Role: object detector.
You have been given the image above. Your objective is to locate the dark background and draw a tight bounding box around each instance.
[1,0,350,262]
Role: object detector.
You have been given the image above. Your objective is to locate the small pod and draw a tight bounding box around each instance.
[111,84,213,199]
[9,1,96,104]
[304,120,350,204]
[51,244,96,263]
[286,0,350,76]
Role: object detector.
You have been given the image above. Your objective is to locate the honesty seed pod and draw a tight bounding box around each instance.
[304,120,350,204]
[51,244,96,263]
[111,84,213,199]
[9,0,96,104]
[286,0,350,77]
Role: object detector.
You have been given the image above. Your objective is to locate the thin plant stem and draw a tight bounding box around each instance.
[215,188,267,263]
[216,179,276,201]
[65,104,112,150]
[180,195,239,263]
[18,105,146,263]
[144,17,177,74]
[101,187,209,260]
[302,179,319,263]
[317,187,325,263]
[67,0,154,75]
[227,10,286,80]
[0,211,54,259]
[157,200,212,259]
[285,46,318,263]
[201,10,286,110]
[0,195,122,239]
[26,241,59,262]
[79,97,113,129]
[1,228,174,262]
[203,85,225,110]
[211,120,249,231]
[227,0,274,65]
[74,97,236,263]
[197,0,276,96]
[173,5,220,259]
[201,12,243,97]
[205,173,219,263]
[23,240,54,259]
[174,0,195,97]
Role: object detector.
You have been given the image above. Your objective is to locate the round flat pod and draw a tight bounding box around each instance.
____________
__DIRECTIONS__
Given the listing above, print all of it word for word.

__SOLUTION FOR THIS PROBLEM__
Role: object detector.
You have been given the image above. Your objective is to locate the dark background and draw a tight bounding box around each instance.
[1,0,350,262]
Role: object detector.
You have been given the image above. Your objective is to locate the small pod and draw a tight bounding box around each instance.
[111,84,213,199]
[9,1,96,104]
[304,120,350,204]
[51,244,96,263]
[286,0,350,76]
Role: object detector.
You have been given the image above. Your objective is to locate the honesty seed pod and draw a tight bounding box around each instance.
[304,120,350,204]
[51,244,96,263]
[111,84,213,199]
[9,0,96,104]
[286,0,350,77]
Role: object detector.
You have been given the image above. Your objective is to locate the thin plant stem and draw a tight bounding box around each instance.
[215,188,267,263]
[216,179,276,201]
[65,104,112,150]
[180,195,239,263]
[18,105,146,263]
[144,17,177,74]
[101,187,209,260]
[302,179,319,263]
[317,187,325,263]
[67,0,154,75]
[227,10,286,80]
[0,211,54,259]
[157,200,212,259]
[285,46,318,263]
[201,10,286,110]
[0,195,122,239]
[26,241,59,262]
[79,97,113,129]
[1,228,174,262]
[203,85,225,110]
[211,120,249,231]
[227,0,274,65]
[74,97,236,263]
[197,0,276,96]
[173,5,220,259]
[201,12,243,97]
[205,173,219,263]
[23,240,54,259]
[174,0,195,97]
Role: object detector.
You have been given the image above. Your objective is to locate the round flat pod and draw a tight bounding box around each instance.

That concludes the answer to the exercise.